Texte à lire:
--- --- ---

Dans une courte préface, M. A. Barbier explique l’intention, de son œuvre. « Les poètes anciens, dit-il, épiques ou lyriques, tels qu’Homère, Hésiode, Alcée et Pindare, et les auteurs dramatiques, tels qu’Eschyle et Sophocle, Aristophane et Ménandre, n’ont donné aucune place au moi dans leur œuvre. Ils se sont effacés complètement derrière leur sujet, et ont chanté, sans s’y mêler en rien, les dieux et les héros, la nature des choses, l’agriculture, les mystères religieux, les gloires de la patrie, ou stigmatisé les ridicules et les vices de leurs concitoyens. La poésie individuelle est de création plus moderne, et l’on doit l’attribuer au jeu plus important de la conscience, à la réflexion profonde, à l’examen de soi-même inspiré aux hommes par le christianisme. » Cela est vrai sans doute ; mais la conséquence que M. A. Barbier en tire ne nous paraît pas juste. Chaque chose a son temps ; nous croyons que celui des épopées, des théogonies et des géorgiques est passé. Les généralités ont été traitées mille fois, et n’offrent plus rien de neuf. D’ailleurs, nous n’avons plus grand’ foi aux dieux ni aux héros ; l’agriculture n’intéresse que les fermes modèles, et les poésies religieuses ne nous plaisent que par les peintures de l’ame humaine et des souffrances intimes qui s’y trouvent jointes. Des vers orthodoxes et purement dogmatiques nous ennuieraient fort.

--- --- ---

Consigne: Relevez en entier le texte sur la préface de M. A. Barbier, sans y changer un seul mot. La liste est un document à part, sans lien avec le texte.

--- --- ---

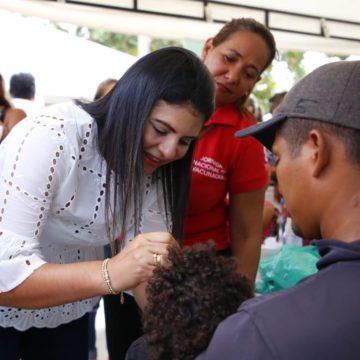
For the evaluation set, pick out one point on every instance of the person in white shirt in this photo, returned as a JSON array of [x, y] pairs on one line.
[[79, 175]]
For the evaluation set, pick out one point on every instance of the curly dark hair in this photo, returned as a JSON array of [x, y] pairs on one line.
[[188, 299]]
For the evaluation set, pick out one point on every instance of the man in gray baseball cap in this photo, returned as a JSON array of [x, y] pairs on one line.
[[315, 136]]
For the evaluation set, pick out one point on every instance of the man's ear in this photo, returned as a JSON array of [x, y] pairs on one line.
[[207, 46], [321, 151]]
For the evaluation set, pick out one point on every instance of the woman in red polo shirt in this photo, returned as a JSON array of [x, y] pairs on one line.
[[229, 175]]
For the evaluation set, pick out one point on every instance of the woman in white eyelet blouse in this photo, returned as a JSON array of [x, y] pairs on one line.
[[56, 170]]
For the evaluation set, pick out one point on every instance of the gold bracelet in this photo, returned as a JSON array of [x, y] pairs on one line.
[[106, 277]]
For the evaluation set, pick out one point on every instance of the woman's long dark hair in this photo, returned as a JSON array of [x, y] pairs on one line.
[[3, 100], [175, 75]]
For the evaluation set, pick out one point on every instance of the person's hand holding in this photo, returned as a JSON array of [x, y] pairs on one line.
[[135, 263]]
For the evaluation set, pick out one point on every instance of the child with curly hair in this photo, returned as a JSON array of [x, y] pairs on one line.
[[186, 301]]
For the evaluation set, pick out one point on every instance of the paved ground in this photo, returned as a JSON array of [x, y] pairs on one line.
[[100, 333]]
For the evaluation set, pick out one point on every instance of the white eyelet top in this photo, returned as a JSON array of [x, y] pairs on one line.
[[52, 205]]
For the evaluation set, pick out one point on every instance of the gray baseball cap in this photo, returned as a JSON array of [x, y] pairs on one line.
[[331, 93]]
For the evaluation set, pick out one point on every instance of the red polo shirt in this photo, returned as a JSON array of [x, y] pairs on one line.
[[222, 164]]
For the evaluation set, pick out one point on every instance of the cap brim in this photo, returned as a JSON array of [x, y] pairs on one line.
[[264, 131]]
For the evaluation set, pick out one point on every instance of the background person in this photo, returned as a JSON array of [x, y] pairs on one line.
[[76, 176], [22, 91], [229, 177], [315, 137], [9, 116]]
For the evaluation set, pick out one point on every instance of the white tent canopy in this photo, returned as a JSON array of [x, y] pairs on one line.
[[330, 26], [64, 66]]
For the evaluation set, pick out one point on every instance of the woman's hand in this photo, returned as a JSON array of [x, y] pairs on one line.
[[135, 263]]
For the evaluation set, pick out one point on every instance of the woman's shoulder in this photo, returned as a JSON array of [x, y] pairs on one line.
[[67, 113]]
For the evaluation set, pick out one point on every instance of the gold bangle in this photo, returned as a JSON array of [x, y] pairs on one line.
[[106, 277]]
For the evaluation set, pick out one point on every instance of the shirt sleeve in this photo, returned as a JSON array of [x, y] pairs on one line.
[[249, 171], [32, 166], [237, 338]]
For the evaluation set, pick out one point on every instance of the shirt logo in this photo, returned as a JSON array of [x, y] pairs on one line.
[[209, 167]]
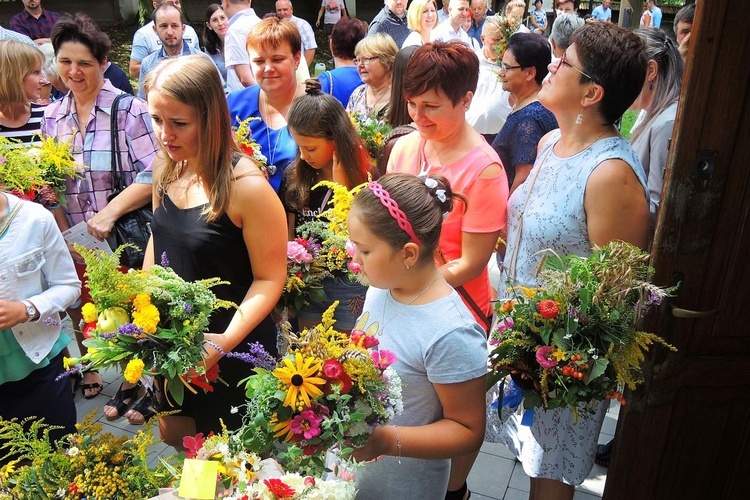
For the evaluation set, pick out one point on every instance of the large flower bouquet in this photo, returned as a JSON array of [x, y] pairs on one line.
[[575, 338], [327, 390], [371, 131], [244, 139], [146, 322], [86, 465], [37, 172], [505, 27], [242, 475], [330, 231], [304, 278]]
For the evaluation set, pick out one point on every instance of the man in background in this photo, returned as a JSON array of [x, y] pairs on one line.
[[480, 11], [145, 40], [602, 12], [683, 25], [242, 19], [391, 21], [285, 10], [169, 26]]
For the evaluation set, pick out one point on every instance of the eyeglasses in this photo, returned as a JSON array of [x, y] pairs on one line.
[[364, 60], [505, 67], [564, 60]]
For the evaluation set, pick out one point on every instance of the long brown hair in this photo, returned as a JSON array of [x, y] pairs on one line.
[[317, 114], [194, 81]]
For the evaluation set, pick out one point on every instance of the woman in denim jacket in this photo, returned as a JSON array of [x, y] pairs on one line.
[[37, 282]]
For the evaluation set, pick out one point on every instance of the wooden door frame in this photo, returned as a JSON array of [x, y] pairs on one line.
[[709, 119]]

--- --- ---

Corrigé:
Dans une courte préface, M. A. Barbier explique l’intention, de son œuvre. « Les poètes anciens, dit-il, épiques ou lyriques, tels qu’Homère, Hésiode, Alcée et Pindare, et les auteurs dramatiques, tels qu’Eschyle et Sophocle, Aristophane et Ménandre, n’ont donné aucune place au moi dans leur œuvre. Ils se sont effacés complètement derrière leur sujet, et ont chanté, sans s’y mêler en rien, les dieux et les héros, la nature des choses, l’agriculture, les mystères religieux, les gloires de la patrie, ou stigmatisé les ridicules et les vices de leurs concitoyens. La poésie individuelle est de création plus moderne, et l’on doit l’attribuer au jeu plus important de la conscience, à la réflexion profonde, à l’examen de soi-même inspiré aux hommes par le christianisme. » Cela est vrai sans doute ; mais la conséquence que M. A. Barbier en tire ne nous paraît pas juste. Chaque chose a son temps ; nous croyons que celui des épopées, des théogonies et des géorgiques est passé. Les généralités ont été traitées mille fois, et n’offrent plus rien de neuf. D’ailleurs, nous n’avons plus grand’ foi aux dieux ni aux héros ; l’agriculture n’intéresse que les fermes modèles, et les poésies religieuses ne nous plaisent que par les peintures de l’ame humaine et des souffrances intimes qui s’y trouvent jointes. Des vers orthodoxes et purement dogmatiques nous ennuieraient fort.